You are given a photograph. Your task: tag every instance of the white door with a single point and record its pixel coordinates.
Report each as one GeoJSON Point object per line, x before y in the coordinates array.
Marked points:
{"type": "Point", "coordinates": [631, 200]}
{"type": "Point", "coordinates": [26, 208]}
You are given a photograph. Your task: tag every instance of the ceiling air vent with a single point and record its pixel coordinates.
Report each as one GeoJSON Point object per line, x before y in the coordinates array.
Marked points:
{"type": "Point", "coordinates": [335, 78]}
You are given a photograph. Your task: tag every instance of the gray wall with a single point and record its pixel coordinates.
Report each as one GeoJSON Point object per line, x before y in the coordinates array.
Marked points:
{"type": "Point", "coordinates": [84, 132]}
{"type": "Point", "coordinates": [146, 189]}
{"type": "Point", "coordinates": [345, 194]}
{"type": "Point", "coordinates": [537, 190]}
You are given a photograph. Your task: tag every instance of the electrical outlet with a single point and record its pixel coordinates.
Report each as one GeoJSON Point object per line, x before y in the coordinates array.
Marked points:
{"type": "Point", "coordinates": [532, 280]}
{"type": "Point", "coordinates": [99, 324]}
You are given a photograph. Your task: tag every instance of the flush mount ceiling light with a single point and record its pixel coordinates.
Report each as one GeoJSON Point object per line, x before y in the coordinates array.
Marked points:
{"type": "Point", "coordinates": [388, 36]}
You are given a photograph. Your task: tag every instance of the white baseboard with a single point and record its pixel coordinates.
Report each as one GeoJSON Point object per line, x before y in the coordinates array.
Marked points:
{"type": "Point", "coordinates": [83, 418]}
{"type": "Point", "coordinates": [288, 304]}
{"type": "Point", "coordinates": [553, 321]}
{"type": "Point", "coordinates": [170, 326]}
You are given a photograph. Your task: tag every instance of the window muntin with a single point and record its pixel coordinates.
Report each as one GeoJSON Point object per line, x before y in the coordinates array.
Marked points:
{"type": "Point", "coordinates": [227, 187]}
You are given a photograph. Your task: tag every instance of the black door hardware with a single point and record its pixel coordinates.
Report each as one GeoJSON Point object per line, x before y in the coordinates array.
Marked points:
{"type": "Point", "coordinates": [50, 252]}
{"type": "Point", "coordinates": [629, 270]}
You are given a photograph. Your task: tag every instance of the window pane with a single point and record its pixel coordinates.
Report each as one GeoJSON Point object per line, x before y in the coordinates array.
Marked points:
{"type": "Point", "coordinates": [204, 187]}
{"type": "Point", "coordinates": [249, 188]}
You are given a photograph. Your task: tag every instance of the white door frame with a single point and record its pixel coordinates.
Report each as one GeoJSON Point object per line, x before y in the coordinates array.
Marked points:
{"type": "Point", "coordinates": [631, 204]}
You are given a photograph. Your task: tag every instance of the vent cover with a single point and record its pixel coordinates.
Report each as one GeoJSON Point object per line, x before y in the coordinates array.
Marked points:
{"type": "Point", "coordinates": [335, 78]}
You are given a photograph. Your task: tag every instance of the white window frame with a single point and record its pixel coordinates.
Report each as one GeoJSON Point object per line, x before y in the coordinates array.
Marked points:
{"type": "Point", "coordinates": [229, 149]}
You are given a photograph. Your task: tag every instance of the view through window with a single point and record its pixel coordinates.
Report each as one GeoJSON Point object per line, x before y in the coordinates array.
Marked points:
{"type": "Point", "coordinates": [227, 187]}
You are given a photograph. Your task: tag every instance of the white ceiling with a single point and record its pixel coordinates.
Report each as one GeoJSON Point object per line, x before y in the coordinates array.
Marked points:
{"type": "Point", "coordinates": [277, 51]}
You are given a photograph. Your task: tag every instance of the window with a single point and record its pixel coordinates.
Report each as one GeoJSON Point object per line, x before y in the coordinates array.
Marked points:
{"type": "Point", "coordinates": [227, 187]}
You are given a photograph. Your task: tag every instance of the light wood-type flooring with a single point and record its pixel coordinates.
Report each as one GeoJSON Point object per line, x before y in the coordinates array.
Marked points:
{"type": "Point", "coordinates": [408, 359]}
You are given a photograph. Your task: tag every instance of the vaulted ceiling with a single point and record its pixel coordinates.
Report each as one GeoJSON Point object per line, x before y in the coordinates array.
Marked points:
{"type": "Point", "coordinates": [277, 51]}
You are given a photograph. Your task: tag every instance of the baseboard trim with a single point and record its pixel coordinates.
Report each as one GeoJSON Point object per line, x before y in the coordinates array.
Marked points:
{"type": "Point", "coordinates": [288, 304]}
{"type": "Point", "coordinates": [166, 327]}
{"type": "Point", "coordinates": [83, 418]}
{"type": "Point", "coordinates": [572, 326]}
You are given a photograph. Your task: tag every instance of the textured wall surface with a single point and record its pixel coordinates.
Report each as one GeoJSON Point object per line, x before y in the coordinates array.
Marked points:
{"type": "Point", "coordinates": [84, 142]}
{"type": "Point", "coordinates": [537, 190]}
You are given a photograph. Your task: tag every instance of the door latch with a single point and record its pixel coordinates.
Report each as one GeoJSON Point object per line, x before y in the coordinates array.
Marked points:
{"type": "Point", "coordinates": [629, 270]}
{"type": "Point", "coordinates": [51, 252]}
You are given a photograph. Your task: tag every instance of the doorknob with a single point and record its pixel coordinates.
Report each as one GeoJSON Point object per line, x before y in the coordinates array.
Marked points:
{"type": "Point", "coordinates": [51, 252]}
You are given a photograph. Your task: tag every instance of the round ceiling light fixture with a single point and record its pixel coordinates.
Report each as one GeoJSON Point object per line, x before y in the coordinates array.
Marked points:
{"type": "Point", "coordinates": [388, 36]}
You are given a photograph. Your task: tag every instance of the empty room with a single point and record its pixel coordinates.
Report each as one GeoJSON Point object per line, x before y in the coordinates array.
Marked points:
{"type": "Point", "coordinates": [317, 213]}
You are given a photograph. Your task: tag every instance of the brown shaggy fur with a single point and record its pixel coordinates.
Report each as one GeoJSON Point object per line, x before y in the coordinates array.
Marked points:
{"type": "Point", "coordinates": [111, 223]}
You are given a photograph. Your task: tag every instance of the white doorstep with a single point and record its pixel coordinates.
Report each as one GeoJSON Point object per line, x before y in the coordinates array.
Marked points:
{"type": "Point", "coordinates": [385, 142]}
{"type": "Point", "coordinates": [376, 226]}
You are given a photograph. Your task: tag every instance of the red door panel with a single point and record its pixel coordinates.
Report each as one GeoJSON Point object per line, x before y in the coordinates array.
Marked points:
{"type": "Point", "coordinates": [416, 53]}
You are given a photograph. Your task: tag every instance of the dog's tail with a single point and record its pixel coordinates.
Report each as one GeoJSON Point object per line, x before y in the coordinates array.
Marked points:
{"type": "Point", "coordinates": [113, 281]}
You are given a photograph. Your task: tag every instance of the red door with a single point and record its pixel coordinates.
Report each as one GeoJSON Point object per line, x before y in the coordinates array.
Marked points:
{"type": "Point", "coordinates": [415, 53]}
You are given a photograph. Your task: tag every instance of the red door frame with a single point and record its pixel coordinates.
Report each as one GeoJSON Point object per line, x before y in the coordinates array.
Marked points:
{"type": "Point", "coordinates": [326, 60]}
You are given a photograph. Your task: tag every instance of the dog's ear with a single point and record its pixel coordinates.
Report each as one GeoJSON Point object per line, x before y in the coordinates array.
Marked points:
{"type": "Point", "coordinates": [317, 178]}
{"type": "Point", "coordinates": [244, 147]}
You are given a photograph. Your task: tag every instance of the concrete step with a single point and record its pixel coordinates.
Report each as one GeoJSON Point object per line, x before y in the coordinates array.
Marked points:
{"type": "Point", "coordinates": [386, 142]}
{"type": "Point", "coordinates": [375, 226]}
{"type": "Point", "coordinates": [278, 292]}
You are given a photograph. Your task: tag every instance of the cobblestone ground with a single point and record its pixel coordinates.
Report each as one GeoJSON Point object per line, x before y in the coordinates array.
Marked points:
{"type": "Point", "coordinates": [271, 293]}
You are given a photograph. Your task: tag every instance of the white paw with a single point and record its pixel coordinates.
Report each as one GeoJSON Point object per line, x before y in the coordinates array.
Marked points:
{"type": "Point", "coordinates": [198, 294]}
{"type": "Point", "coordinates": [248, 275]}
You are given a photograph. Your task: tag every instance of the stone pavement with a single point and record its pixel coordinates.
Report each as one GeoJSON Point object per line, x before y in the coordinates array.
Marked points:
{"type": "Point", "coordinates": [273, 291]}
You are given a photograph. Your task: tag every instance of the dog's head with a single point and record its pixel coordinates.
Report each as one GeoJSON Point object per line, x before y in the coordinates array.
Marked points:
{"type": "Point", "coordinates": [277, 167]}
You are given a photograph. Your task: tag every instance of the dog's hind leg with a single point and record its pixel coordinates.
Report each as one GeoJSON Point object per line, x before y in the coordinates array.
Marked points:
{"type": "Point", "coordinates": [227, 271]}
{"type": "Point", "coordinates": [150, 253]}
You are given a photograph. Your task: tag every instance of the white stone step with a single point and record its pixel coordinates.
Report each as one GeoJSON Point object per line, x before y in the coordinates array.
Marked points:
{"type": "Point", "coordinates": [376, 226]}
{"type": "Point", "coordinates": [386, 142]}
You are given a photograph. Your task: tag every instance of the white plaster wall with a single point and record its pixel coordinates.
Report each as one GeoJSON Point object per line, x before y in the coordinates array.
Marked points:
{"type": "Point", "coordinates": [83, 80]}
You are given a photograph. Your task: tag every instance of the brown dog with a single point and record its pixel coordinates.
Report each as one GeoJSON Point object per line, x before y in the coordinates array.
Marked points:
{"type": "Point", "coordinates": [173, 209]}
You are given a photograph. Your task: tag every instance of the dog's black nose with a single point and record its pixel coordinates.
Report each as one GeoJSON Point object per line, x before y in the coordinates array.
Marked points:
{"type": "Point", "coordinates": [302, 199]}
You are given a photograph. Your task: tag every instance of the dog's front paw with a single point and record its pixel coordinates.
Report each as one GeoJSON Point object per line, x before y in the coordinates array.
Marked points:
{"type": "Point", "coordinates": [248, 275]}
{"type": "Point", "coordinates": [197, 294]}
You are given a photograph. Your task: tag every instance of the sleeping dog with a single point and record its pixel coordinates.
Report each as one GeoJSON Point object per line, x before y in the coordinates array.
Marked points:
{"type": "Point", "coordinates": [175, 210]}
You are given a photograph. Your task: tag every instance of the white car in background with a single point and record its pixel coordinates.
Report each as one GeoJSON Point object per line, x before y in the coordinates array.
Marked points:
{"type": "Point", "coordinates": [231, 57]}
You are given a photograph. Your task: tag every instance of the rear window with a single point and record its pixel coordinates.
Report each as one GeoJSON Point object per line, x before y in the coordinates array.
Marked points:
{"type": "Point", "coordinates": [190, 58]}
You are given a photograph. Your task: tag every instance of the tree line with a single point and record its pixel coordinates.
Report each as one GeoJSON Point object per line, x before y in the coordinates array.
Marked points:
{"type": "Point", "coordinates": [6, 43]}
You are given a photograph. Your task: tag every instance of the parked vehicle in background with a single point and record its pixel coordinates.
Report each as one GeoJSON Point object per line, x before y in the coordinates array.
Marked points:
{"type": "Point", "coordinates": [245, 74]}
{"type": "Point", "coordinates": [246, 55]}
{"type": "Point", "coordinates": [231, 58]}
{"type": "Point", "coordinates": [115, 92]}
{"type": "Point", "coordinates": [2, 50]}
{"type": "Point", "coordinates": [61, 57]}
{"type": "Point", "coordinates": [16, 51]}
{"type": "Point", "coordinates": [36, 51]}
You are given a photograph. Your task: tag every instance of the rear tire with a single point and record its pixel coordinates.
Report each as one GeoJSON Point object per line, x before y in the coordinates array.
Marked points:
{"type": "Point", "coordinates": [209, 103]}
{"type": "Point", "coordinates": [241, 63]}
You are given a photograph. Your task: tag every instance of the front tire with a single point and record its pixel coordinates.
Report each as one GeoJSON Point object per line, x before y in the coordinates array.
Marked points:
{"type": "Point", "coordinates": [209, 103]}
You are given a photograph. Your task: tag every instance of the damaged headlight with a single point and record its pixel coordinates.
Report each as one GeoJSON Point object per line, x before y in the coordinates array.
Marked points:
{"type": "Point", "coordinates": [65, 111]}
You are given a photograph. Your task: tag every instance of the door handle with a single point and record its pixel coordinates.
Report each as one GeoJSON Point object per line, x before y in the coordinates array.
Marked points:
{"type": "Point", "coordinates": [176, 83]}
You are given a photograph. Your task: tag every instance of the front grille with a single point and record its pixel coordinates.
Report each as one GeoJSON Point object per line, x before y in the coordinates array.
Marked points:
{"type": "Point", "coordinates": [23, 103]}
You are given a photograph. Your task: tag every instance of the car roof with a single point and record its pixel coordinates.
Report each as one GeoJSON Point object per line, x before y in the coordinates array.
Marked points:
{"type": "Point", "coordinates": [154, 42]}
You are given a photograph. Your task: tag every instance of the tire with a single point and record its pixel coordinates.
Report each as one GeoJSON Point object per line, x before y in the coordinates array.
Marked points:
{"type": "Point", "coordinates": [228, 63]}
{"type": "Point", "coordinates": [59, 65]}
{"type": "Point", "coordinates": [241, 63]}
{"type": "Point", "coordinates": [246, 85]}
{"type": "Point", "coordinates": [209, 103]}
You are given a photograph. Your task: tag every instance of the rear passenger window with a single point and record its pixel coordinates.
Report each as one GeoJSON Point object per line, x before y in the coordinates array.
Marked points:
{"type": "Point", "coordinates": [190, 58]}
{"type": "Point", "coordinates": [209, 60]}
• • • • • • •
● **Yapılacak İş**
“the rear passenger” ifadesini içeren satırdan en son satıra kadar olan satırları, her iki uç da dahil olmak üzere, bir JSON dize listesi hâlinde düzenleyiniz. Her satır ayrı bir dize olmalı, boş satırlar ise dışarıda bırakılmalıdır.

● **Görevin Sonucu**
[
  "You are given a photograph. Your task: tag every instance of the rear passenger window with a single point and record its pixel coordinates.",
  "Report each as one GeoJSON Point object per line, x before y in the coordinates array.",
  "Marked points:",
  "{\"type\": \"Point\", \"coordinates\": [190, 58]}",
  "{\"type\": \"Point\", \"coordinates\": [209, 60]}"
]